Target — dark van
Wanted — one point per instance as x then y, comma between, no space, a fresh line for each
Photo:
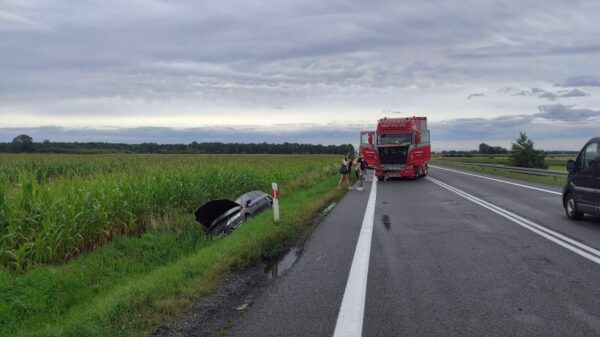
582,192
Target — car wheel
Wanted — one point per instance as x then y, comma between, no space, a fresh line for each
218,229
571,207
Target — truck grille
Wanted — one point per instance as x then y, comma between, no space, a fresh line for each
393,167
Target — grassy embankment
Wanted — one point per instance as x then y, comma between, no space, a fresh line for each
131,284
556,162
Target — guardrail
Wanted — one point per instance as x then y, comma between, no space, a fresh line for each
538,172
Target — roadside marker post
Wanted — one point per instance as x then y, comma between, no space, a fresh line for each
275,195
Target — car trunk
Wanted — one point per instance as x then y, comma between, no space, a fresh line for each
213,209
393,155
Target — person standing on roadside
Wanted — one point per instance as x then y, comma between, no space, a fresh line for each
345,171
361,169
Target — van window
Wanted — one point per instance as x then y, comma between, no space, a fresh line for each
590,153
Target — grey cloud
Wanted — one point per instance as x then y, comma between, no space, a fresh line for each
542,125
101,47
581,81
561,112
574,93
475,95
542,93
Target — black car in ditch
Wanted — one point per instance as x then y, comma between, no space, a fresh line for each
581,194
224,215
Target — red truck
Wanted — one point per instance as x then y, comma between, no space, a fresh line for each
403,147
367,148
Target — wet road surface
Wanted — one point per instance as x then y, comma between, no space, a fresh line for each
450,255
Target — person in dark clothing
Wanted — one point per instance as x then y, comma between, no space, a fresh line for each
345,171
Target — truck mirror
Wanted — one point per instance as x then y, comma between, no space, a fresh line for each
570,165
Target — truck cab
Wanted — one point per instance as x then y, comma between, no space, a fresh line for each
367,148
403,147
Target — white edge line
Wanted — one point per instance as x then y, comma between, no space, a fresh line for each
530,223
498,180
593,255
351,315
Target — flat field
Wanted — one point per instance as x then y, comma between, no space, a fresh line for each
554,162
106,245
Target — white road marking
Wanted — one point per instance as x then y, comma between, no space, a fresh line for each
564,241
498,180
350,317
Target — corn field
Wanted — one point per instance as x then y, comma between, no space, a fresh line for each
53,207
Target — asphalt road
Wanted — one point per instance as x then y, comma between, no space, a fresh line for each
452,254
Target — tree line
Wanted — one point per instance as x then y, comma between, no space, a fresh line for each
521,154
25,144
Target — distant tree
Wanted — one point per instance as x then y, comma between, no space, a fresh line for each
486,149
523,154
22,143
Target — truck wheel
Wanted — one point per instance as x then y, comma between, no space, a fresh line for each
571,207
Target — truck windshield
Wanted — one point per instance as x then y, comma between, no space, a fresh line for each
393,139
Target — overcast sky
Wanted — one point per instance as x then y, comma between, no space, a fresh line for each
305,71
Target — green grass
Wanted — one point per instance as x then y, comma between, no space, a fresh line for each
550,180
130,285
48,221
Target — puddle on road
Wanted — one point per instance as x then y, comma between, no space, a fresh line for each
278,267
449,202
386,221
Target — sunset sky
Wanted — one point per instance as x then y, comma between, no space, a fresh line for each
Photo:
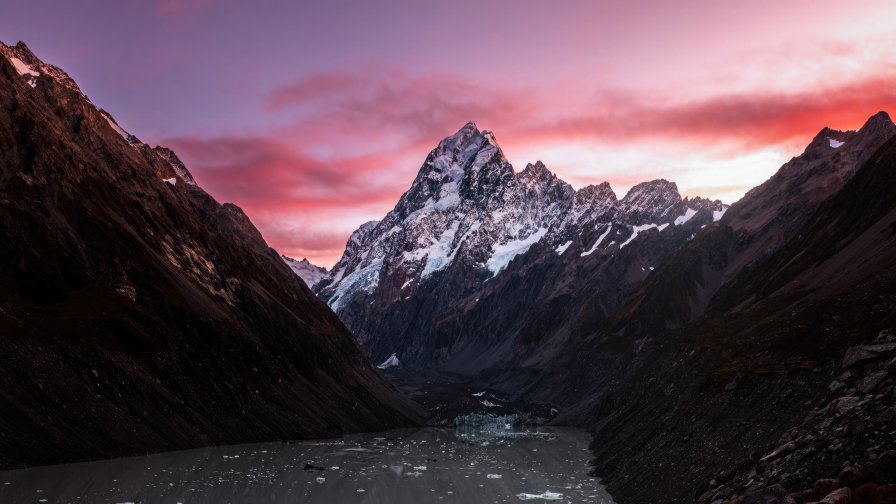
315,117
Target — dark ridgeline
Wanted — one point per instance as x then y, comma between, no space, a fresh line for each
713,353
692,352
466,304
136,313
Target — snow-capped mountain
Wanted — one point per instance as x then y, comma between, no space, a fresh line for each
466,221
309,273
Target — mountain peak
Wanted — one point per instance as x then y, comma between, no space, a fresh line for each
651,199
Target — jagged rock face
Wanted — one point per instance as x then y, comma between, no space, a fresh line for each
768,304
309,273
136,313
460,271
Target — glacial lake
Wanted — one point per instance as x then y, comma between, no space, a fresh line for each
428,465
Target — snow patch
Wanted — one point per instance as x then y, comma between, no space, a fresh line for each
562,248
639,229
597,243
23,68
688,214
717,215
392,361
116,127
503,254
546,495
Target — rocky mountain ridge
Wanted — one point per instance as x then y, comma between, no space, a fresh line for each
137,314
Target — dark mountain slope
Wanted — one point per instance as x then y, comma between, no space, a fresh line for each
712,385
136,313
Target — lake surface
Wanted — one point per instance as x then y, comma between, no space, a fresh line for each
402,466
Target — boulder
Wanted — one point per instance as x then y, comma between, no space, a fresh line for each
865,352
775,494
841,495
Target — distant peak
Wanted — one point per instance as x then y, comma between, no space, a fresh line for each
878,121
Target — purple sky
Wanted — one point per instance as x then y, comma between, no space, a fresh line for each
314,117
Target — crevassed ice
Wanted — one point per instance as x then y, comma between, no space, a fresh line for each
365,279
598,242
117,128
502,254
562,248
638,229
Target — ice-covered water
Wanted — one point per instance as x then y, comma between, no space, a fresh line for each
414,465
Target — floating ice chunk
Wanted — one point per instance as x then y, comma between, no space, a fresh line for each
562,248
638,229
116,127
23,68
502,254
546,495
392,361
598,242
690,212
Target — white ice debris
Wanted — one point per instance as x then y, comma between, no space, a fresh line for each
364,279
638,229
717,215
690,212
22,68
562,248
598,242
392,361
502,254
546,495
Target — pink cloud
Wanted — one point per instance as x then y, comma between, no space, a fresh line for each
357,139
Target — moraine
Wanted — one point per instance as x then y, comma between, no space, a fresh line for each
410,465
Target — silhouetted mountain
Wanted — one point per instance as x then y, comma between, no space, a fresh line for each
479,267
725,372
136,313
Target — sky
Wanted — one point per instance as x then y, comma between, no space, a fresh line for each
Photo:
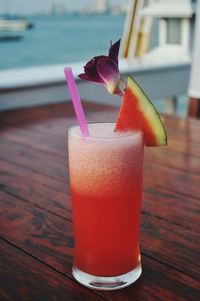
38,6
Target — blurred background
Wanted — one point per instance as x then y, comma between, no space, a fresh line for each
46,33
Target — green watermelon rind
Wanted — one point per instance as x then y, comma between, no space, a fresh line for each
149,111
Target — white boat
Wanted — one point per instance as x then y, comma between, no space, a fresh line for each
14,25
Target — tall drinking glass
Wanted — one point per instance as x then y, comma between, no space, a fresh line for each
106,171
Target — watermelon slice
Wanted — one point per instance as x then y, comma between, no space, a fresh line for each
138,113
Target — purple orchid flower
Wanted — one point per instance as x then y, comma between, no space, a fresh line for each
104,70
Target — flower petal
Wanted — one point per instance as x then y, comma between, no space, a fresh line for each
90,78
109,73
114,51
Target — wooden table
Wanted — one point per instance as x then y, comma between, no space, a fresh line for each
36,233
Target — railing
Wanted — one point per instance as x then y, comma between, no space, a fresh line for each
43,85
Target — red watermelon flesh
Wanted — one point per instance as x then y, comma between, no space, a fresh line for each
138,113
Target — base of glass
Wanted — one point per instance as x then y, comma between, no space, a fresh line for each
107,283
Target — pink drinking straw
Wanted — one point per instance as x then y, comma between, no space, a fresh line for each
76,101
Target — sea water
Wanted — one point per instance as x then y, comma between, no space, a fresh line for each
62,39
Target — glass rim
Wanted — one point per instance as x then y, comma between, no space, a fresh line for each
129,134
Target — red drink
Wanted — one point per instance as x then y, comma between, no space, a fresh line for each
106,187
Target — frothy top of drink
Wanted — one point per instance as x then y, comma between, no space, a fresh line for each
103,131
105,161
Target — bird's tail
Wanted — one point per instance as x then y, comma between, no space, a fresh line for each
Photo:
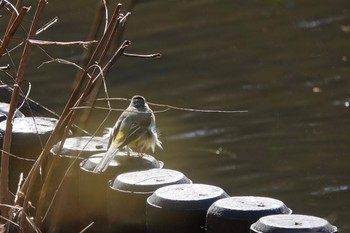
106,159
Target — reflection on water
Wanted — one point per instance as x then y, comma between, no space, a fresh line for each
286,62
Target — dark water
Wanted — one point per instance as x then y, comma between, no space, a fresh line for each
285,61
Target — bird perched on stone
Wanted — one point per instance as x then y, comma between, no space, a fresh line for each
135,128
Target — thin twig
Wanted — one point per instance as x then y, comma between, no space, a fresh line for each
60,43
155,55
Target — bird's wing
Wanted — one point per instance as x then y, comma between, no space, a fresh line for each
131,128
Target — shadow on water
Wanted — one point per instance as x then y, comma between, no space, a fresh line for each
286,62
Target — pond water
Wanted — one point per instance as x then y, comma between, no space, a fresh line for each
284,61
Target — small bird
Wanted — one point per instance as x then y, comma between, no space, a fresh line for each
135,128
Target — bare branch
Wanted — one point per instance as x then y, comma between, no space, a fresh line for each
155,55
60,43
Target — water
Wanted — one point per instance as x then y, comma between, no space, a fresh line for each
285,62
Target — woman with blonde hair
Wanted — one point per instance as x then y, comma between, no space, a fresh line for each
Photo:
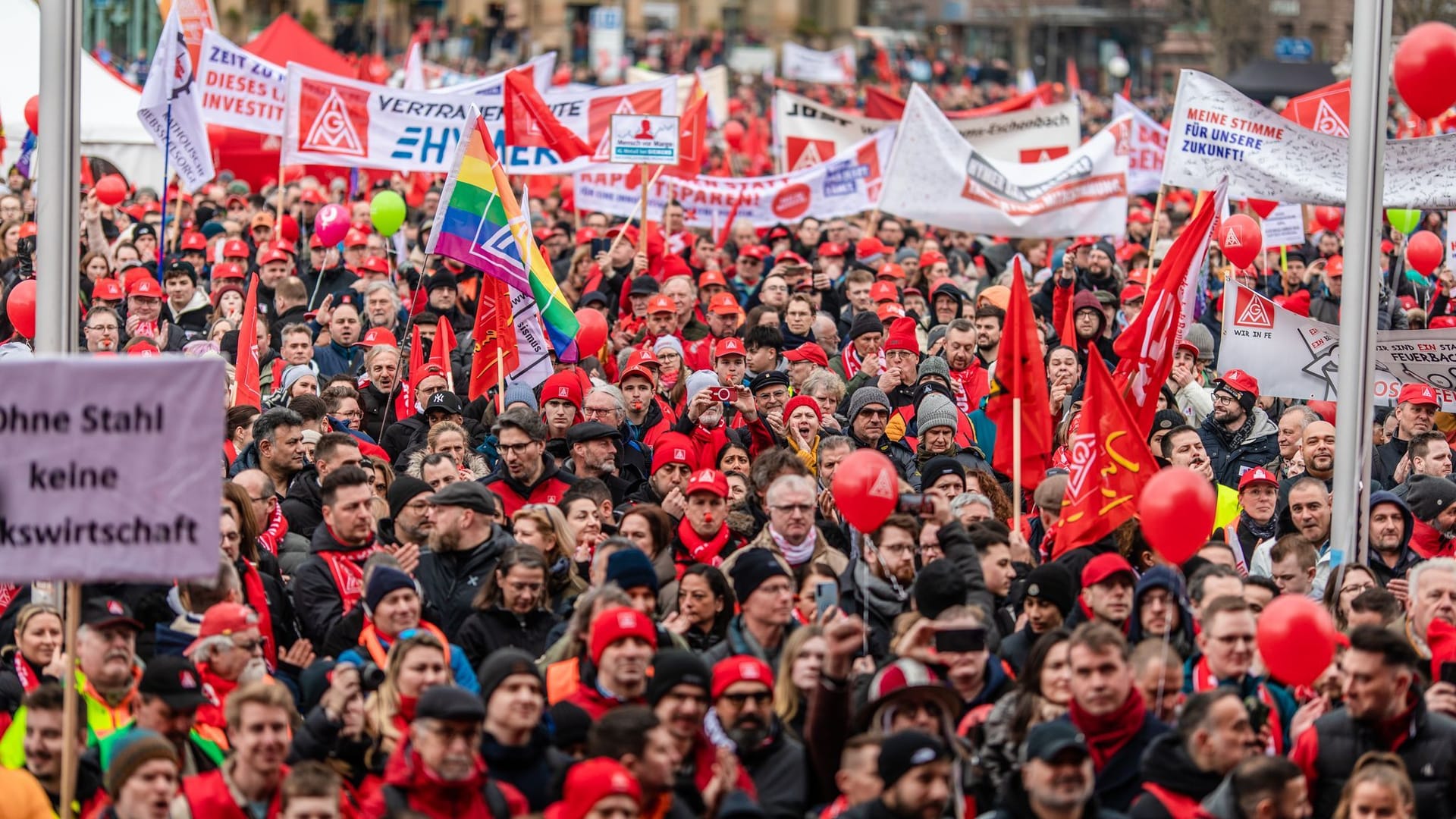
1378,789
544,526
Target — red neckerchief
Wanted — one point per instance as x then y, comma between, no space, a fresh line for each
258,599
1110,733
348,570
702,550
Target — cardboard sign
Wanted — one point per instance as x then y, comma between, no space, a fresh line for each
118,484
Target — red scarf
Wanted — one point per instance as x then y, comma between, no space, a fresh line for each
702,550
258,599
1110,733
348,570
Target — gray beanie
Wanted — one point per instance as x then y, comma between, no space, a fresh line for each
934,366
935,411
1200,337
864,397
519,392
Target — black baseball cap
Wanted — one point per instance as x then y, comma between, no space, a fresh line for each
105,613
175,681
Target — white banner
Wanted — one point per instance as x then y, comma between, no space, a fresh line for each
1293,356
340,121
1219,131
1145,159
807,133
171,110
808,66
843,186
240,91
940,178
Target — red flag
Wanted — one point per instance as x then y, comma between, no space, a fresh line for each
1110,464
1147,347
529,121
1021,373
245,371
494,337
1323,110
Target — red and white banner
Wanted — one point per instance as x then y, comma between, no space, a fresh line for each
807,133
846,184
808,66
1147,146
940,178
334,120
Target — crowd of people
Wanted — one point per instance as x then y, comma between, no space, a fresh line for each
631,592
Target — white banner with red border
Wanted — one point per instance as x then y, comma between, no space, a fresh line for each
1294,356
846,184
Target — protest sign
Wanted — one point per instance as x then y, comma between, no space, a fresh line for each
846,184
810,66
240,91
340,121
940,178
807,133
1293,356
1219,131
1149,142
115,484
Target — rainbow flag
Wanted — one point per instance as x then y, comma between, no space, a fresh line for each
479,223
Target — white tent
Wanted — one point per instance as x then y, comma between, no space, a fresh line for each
=====
- _SHORT PROBLEM_
Take the line in which "Target — crowd of people" occurs and each subsequent line through the end; give these lines again without alteration.

- _EXPECTED OUTPUT_
Target — crowd of people
Wanted — one point per instance as x then y, comma between, no space, a fresh line for each
631,592
Target — white banner with red border
Wanted — one point per instance as x then y, comma between, no space, a fresh line for each
1294,356
846,184
Target — protest sign
Wanted — one point per instance as x then y, comma between, no space, a fresh line for each
846,184
810,66
240,91
340,121
940,178
807,133
1293,356
1219,131
1149,142
115,484
Target — rainbow flag
Wanted — one point per instance as x then y, comma between, no space, a fresh line for each
479,223
Target — white tent
Wanted — one point per instance as x then y, comma between, no space, a fresh line for each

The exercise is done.